▶ [TASK INPUTS]:
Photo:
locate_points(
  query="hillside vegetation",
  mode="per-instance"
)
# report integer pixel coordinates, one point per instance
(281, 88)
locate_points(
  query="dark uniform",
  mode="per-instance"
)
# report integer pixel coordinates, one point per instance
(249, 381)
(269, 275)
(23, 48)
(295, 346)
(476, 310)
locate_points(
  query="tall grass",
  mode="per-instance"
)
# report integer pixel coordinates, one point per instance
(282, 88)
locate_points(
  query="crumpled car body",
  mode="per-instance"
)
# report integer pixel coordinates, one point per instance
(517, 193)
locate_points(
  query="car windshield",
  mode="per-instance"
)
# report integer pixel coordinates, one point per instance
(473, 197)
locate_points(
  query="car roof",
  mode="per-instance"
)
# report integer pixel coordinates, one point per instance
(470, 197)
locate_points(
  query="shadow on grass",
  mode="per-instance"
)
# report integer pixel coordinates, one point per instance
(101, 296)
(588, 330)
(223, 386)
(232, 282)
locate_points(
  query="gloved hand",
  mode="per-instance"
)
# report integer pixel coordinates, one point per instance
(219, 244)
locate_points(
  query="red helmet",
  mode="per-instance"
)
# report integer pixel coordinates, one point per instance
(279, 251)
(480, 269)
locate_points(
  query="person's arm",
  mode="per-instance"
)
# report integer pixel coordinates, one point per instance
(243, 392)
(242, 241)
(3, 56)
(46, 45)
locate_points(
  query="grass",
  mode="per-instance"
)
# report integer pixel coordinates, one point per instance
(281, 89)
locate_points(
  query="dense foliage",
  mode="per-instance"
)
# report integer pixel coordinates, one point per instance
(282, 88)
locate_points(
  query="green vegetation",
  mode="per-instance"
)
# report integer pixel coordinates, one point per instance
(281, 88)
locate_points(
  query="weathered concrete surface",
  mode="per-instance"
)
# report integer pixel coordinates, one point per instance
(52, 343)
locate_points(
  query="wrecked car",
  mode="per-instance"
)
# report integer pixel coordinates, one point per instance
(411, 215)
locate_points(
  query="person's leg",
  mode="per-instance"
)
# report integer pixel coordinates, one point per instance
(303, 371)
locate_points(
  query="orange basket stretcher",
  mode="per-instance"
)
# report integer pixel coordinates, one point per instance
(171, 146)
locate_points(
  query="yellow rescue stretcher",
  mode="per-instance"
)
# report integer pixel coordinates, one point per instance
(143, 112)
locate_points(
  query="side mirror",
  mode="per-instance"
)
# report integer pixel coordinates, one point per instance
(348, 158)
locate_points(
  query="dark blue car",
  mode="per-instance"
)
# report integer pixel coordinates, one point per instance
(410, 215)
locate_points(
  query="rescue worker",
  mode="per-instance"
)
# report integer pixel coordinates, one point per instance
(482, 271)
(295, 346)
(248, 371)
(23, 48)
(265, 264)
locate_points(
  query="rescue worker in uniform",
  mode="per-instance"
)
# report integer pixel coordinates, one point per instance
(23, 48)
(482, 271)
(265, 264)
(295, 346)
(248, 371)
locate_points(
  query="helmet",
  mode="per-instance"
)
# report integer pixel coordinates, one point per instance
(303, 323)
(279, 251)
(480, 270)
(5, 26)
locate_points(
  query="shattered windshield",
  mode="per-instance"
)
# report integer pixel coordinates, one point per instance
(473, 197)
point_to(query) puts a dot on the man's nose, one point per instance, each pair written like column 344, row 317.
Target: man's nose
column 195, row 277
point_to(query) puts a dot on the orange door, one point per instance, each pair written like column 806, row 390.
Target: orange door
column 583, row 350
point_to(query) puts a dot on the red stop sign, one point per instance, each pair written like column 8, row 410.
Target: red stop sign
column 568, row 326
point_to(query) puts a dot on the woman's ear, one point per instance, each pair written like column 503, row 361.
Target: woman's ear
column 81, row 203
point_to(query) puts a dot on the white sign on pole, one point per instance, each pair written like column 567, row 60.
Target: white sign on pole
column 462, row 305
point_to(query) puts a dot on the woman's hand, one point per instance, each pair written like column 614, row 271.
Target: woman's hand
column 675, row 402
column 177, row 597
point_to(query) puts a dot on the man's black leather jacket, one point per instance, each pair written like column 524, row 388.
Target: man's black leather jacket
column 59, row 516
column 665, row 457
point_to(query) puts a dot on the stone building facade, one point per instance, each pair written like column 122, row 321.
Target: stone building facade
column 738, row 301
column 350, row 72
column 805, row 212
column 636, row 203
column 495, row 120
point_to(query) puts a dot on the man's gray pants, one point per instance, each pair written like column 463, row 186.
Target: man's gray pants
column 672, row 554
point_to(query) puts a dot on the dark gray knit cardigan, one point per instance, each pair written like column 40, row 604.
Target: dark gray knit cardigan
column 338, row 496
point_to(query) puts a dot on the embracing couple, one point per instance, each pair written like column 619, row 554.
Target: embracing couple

▶ [PROBLEM REQUIREMENTS]:
Reproduce the material verbatim, line by line.

▶ [FULL RESPONSE]:
Photo:
locate_points(
  query="hillside vegetation",
  mode="per-instance"
)
# report integer pixel coordinates, one point per instance
(281, 88)
locate_points(
  query="dark uniform",
  mode="per-instance"
)
# report integer pixel coordinates, one point per instance
(249, 381)
(269, 275)
(23, 48)
(295, 346)
(476, 310)
locate_points(
  query="tall grass",
  mode="per-instance"
)
# report integer pixel coordinates, one point per instance
(282, 88)
locate_points(
  query="crumpled car body",
  mode="per-instance"
)
# report integer pixel coordinates, one point per instance
(517, 193)
locate_points(
  query="car windshield",
  mode="per-instance"
)
# report integer pixel coordinates, one point per instance
(473, 197)
locate_points(
  query="car roof",
  mode="per-instance"
)
# report integer pixel coordinates, one point per instance
(470, 197)
locate_points(
  query="shadow on grass",
  mode="per-instance"
)
# report integer pixel coordinates, one point per instance
(101, 296)
(588, 330)
(223, 386)
(232, 282)
locate_points(
  query="gloved hand",
  mode="per-instance"
)
# report integer pixel coordinates, one point per instance
(219, 244)
locate_points(
  query="red helmet",
  mode="per-instance"
)
# report integer pixel coordinates, one point per instance
(279, 251)
(480, 269)
locate_points(
  query="person's arm",
  mode="per-instance"
)
# report integer pixel coordinates, one point per instance
(243, 392)
(242, 241)
(3, 56)
(46, 45)
locate_points(
  query="grass",
  mode="per-instance"
)
# report integer pixel coordinates, one point per instance
(281, 89)
locate_points(
  query="dense foliage",
  mode="per-instance"
)
# report integer pixel coordinates, one point per instance
(282, 88)
locate_points(
  query="green vegetation",
  mode="per-instance"
)
# report integer pixel coordinates, one point per instance
(281, 88)
locate_points(
  query="weathered concrete surface",
  mode="per-instance"
)
# report integer pixel coordinates, one point per instance
(52, 343)
locate_points(
  query="wrecked car",
  mode="per-instance"
)
# report integer pixel coordinates, one point per instance
(411, 215)
locate_points(
  query="person's leg",
  mode="per-instance"
)
# report integer pixel coordinates, one point per instance
(303, 371)
locate_points(
  query="orange basket stretcher",
  mode="per-instance"
)
# report integer pixel coordinates, one point per instance
(171, 146)
locate_points(
  query="yellow rescue stretcher",
  mode="per-instance"
)
# report integer pixel coordinates, one point per instance
(143, 112)
locate_points(
  query="side mirror",
  mode="per-instance"
)
# report integer pixel coordinates, one point per instance
(348, 158)
locate_points(
  query="dark blue car",
  mode="per-instance"
)
# report integer pixel coordinates, one point per instance
(410, 215)
locate_points(
  query="rescue worker",
  mode="per-instance"
)
# report integer pixel coordinates, one point per instance
(482, 271)
(295, 346)
(248, 371)
(23, 48)
(265, 264)
locate_points(
  query="rescue worker in uniform",
  mode="per-instance"
)
# report integer pixel coordinates, one point per instance
(23, 48)
(482, 271)
(265, 264)
(295, 346)
(248, 371)
locate_points(
  query="helmet",
  mode="per-instance"
)
# report integer pixel coordinates, one point per instance
(303, 323)
(279, 251)
(480, 270)
(5, 26)
locate_points(
  query="shattered windshield",
  mode="per-instance"
)
# report integer pixel coordinates, one point per instance
(473, 197)
point_to(query) puts a dot on the man's nose, one point per instance, each pair written like column 344, row 317.
Target: man's nose
column 195, row 277
point_to(query) puts a dot on the orange door, one point per instance, each pair written like column 806, row 390.
Target: orange door
column 583, row 350
point_to(query) puts a dot on the red stop sign, one point per instance, each pair written like column 8, row 410.
Target: red stop sign
column 568, row 326
point_to(query) puts a dot on the woman's ear, one point per instance, each pair written like column 503, row 361.
Target: woman's ear
column 81, row 203
point_to(query) puts a dot on the white sign on pole, one point per instance, each pair written like column 567, row 60.
Target: white sign on pole
column 462, row 305
point_to(query) puts a dot on the woman's hand, one point per instance, each pair written like column 614, row 271.
Target: woman's hand
column 675, row 402
column 177, row 597
point_to(query) puts a dot on the man's black leather jacket, one point per instance, each pair written like column 524, row 388.
Target: man's black leather jacket
column 59, row 516
column 665, row 457
point_to(query) puts a dot on the stone building facade, one point per instance, each pair written like column 122, row 321.
Target: stone building facade
column 738, row 301
column 350, row 72
column 805, row 212
column 636, row 203
column 495, row 120
point_to(query) puts a dot on the man's gray pants, one point per instance, each pair written like column 463, row 186.
Target: man's gray pants
column 672, row 554
point_to(query) puts a dot on the dark gray knit cardigan, one point per instance, each pair written like column 40, row 604.
Target: dark gray knit cardigan
column 338, row 496
point_to(query) puts a dot on the embracing couple, one point per instance, each pair written like column 619, row 554.
Target: embracing couple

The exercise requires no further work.